*TEXT PROVIDED:*
+===+
May 07, 2015
Pop culture Shinto
Shinto grew organically in Japan, inventing itself and its mythologies along the way. The first references appeared in the eighth century. In the official histories, the Imperial Court traced its ancestry back to Emperor Jimmu, a descendant of the sun goddess Amaterasu.
Jimmu is said to have ascended to the throne in 660 BC. Emperor Sujin, who purportedly reigned from 97 BC to 30 BC, is the first Japanese emperor believed to not be complete fabrication. But the genealogies aren't considered trustworthy until the fifth century.
The "mists of time" can be awfully useful when it comes to the "evidence of things not seen." Sure, you can't prove any of it happened. But you can't prove it didn't! What the heck, it doesn't hurt to play along. As Wikipedia explains,
When the queries are done, the number of believers always add up to significantly greater than the total population. Japanese don't see religious affiliation or belief or even "atheism" as a zero-sum game. Why believe in just one? Cover your bases! Accept Pascal's Wager for all the gods!
Shinto in genre fiction typically has about the same relationship to its theological roots as a Marvel Thor flick has to Norse mythology. It's more about the ballpark verisimilitude, and as source material for compelling superheroes and cool characters.
+===+
*TASKS TO CARRY OUT:*
a: According to the text on pop culture Shinto, in what year is Emperor Jimmu said to have ascended to the throne?
b: In the text on pop culture Shinto, restate the passage between "May 07, 2015" and "sun goddess Amaterasu.", inclusive, with "official histories" renamed to "court chronicles".
+===+
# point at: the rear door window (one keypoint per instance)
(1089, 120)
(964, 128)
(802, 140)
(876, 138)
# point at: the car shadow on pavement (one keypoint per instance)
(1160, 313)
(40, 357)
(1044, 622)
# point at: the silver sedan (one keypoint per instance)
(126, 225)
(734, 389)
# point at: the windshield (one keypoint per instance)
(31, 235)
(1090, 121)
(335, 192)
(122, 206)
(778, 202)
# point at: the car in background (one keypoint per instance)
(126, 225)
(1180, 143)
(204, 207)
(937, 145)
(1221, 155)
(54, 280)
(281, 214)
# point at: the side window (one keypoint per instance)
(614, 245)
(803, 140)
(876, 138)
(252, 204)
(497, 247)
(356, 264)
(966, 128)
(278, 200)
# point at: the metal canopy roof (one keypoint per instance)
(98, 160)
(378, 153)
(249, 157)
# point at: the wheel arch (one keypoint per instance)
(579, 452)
+===+
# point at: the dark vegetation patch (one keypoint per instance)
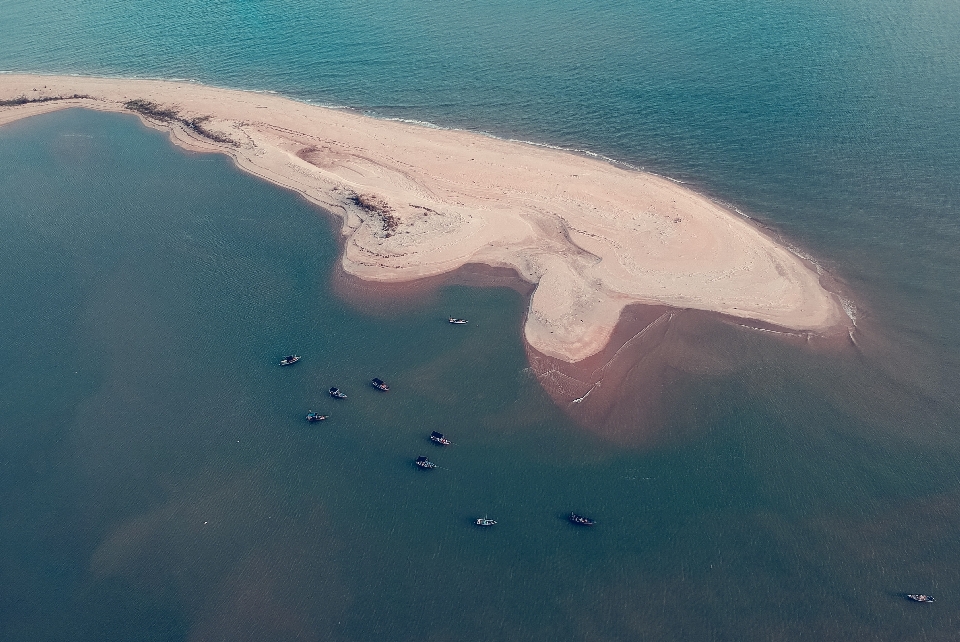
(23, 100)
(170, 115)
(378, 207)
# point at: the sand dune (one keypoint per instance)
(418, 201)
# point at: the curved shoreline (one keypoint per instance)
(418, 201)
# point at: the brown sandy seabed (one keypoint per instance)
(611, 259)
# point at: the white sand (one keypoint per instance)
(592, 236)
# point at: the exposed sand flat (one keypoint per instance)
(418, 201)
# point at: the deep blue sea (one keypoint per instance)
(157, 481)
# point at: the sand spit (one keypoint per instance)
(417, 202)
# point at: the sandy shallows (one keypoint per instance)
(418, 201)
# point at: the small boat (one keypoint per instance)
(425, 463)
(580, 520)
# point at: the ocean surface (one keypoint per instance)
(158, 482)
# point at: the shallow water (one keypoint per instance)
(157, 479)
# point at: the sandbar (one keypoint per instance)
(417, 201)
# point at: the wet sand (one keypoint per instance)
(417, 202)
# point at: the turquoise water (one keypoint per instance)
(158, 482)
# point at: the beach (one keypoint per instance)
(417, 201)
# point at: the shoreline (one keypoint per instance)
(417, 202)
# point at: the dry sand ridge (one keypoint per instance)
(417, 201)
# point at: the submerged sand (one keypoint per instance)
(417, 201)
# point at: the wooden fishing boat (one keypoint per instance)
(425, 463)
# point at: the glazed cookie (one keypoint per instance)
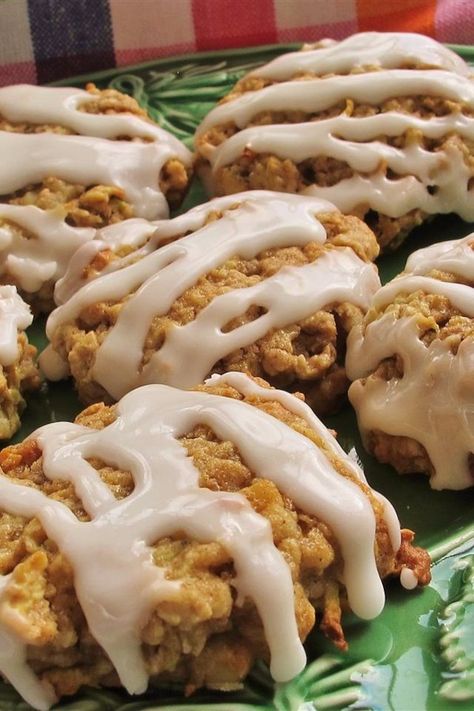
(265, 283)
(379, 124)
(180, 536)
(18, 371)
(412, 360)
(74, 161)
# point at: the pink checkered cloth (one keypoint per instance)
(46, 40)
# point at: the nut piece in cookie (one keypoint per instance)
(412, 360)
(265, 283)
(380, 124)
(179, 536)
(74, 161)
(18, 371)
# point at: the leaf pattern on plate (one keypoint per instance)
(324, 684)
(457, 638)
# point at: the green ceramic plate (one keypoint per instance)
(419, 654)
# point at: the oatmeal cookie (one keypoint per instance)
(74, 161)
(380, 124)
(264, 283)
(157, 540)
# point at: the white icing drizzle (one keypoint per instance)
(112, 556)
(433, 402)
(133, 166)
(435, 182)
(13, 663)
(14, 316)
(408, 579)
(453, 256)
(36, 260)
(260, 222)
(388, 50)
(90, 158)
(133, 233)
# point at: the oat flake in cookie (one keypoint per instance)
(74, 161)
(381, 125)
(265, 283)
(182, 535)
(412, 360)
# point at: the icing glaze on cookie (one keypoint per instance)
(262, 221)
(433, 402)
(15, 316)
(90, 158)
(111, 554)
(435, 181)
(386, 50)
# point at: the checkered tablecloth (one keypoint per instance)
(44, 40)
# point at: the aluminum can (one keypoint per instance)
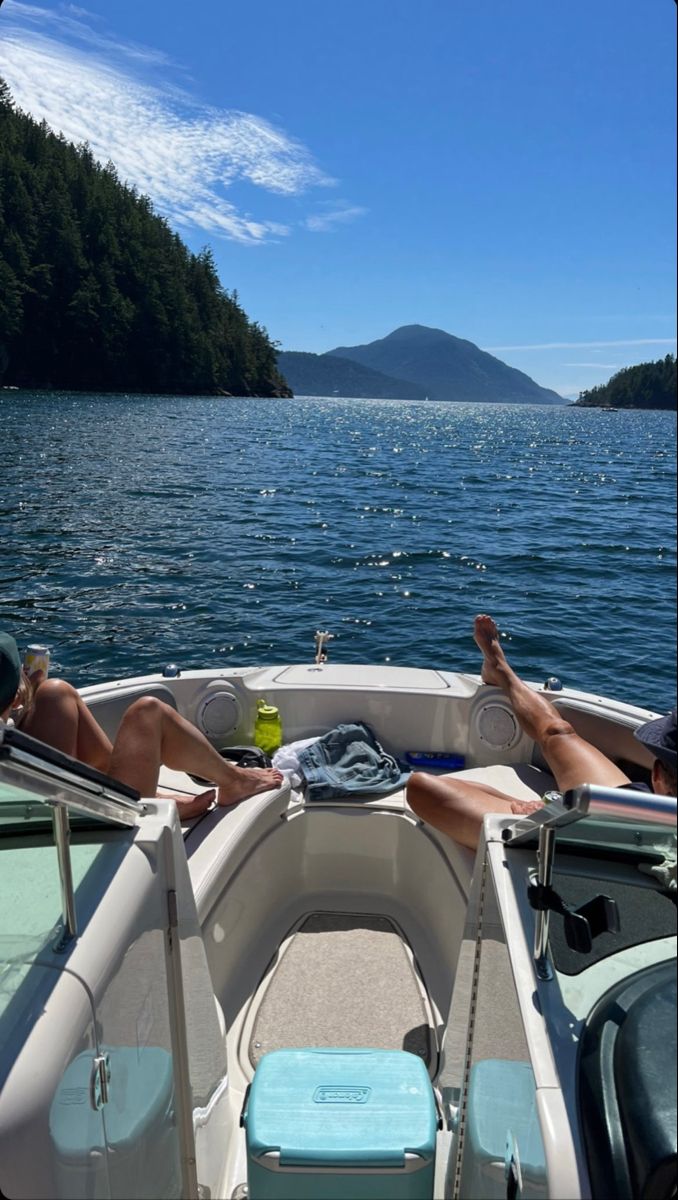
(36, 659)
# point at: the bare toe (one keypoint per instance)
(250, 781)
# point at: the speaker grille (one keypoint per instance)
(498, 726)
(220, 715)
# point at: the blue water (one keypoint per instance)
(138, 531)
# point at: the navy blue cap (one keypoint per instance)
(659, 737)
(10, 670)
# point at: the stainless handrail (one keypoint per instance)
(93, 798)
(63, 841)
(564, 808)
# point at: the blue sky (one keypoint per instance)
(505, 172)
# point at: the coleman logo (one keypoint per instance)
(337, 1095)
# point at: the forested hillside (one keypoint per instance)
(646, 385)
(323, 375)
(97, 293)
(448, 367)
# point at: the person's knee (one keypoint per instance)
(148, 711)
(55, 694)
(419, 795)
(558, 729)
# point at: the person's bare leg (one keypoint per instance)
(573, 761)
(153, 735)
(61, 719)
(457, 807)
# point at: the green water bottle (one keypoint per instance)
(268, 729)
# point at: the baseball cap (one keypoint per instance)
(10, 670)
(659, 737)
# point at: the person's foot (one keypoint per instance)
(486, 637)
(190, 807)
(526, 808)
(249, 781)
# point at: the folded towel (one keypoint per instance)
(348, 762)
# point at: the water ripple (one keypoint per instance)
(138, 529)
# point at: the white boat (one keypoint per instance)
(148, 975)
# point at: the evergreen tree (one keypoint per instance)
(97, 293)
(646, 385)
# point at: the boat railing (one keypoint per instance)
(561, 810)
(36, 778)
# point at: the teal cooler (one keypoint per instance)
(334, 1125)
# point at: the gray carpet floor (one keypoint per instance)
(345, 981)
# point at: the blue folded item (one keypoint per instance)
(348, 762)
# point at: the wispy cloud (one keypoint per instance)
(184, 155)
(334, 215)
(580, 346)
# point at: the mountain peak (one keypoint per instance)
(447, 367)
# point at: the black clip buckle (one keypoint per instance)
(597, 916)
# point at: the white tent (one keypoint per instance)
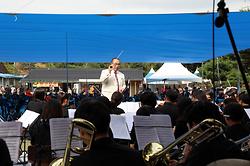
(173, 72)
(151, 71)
+===+
*TASK-BY-TASK OUTPUTS:*
a: 660 BC

b:
May 07, 2015
Pop culture Shinto
Shinto grew organically in Japan, inventing itself and its mythologies along the way. The first references appeared in the eighth century. In the court chronicles, the Imperial Court traced its ancestry back to Emperor Jimmu, a descendant of the sun goddess Amaterasu.